--- Entries supplied Enclosed Below ---

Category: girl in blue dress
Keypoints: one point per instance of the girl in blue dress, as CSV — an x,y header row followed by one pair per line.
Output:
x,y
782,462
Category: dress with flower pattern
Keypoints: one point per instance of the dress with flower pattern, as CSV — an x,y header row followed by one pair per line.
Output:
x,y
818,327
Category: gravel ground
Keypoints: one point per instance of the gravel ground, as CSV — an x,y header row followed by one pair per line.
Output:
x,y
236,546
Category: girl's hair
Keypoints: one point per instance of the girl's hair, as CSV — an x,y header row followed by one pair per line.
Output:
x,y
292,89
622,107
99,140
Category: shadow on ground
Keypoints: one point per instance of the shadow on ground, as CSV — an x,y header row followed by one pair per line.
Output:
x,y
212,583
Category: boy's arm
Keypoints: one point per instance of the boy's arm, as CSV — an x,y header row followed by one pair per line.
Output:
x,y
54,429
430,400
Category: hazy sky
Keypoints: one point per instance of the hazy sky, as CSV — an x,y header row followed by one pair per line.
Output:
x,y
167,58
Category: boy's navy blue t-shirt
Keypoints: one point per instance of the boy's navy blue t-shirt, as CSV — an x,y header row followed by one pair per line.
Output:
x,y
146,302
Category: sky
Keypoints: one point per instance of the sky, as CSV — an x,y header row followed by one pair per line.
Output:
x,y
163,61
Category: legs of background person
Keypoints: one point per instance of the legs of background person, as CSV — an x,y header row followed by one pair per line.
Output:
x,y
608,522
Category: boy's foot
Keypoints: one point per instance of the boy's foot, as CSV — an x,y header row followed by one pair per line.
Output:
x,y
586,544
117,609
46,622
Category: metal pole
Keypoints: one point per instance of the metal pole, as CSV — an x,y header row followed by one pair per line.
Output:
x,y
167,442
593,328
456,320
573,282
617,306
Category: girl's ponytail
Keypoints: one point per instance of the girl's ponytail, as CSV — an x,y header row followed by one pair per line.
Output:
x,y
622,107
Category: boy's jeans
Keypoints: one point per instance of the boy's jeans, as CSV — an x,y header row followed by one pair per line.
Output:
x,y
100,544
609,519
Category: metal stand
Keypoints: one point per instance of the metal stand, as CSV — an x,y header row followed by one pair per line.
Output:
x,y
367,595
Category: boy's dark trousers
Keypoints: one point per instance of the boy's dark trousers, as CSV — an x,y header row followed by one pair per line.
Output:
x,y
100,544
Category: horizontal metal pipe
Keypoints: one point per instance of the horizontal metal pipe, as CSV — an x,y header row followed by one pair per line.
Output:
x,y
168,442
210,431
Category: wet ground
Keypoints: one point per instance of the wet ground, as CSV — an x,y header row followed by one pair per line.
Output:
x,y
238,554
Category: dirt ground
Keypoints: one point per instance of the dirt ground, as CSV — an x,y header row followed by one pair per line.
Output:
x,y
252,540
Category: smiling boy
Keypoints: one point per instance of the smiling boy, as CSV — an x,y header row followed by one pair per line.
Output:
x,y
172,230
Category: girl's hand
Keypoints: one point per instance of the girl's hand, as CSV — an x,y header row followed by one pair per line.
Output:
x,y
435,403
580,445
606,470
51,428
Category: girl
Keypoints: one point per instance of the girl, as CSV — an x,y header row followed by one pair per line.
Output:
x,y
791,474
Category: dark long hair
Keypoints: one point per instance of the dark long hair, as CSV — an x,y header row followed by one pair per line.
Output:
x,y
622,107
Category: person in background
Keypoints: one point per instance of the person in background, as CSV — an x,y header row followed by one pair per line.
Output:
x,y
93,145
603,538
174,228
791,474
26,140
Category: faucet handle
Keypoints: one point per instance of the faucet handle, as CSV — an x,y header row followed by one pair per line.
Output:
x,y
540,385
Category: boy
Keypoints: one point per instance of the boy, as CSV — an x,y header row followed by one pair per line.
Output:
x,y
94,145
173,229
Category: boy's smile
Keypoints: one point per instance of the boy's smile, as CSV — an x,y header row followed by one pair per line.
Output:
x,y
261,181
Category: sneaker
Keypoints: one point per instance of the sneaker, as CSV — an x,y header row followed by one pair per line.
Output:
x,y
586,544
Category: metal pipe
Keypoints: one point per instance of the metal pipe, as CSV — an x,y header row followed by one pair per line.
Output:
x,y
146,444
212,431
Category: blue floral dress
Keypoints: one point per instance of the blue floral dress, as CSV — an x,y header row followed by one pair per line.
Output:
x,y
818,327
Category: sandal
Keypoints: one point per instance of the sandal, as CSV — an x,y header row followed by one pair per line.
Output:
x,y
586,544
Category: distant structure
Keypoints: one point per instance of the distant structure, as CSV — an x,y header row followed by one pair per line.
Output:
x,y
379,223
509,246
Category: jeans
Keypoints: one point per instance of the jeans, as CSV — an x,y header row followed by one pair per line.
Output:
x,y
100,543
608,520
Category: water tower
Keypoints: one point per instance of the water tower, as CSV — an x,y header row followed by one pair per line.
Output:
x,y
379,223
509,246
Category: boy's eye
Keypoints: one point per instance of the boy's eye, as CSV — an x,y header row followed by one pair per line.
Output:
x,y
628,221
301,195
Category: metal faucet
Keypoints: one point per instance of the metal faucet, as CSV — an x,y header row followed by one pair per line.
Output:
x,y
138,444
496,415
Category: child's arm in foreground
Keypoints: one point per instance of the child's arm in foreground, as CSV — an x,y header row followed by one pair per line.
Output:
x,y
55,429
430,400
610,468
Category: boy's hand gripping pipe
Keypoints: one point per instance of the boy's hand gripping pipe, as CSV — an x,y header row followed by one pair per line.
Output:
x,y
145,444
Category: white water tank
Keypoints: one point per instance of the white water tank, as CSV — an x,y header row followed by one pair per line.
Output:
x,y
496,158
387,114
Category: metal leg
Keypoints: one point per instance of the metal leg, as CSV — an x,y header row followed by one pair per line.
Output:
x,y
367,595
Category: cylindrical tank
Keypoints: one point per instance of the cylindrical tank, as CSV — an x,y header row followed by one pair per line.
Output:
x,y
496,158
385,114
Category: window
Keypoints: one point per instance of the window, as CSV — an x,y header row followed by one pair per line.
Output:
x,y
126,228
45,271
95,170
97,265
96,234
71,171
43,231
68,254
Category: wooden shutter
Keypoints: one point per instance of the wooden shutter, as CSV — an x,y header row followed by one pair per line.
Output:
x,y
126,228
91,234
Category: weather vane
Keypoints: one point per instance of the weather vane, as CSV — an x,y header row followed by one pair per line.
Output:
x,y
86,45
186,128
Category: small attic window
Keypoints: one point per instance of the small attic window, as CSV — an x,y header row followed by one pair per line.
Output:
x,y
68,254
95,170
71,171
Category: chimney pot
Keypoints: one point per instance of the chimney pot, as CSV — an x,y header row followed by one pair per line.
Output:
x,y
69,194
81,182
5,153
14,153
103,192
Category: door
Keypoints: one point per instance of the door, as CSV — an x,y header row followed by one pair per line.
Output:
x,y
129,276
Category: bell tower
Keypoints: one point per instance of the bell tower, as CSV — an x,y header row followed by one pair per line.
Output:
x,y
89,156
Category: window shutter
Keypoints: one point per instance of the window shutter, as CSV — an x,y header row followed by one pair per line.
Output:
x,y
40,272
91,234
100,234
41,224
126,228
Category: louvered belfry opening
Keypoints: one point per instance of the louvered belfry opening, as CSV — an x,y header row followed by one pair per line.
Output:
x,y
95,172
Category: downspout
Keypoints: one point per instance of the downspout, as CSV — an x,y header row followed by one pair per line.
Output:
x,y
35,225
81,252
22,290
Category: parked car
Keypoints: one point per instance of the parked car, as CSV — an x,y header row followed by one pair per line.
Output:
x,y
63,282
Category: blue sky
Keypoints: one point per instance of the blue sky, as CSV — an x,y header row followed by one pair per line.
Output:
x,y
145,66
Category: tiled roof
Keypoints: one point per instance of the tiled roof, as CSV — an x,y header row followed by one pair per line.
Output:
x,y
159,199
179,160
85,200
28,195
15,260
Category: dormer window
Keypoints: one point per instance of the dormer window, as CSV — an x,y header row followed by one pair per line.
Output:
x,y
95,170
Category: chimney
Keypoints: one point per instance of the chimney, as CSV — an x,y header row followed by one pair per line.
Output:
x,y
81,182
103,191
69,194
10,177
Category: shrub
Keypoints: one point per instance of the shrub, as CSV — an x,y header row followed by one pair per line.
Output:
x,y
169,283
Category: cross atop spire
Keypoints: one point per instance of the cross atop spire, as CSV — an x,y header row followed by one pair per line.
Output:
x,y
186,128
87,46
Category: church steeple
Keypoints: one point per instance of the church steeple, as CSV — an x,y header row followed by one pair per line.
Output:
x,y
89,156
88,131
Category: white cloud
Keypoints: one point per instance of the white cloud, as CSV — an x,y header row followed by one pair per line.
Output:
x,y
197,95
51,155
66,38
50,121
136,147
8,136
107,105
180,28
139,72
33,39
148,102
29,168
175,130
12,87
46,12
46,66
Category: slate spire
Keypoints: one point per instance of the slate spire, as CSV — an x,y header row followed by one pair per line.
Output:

--- End of Enclosed Entries supplied ---

(Directions) The lines above from the one containing "Category: bell tower" through the one containing "Keypoints: one point per instance of the window shutter, as" are to be set down exactly, and no others.

(Response to this task)
Category: bell tower
Keypoints: one point per instance of the bell tower, as CSV — an x,y header row followed by one pair per line.
Output:
x,y
89,156
Category: window shutter
Keypoints: one point per instance of the window shutter, as CSV — an x,y header row followed by one pair per line.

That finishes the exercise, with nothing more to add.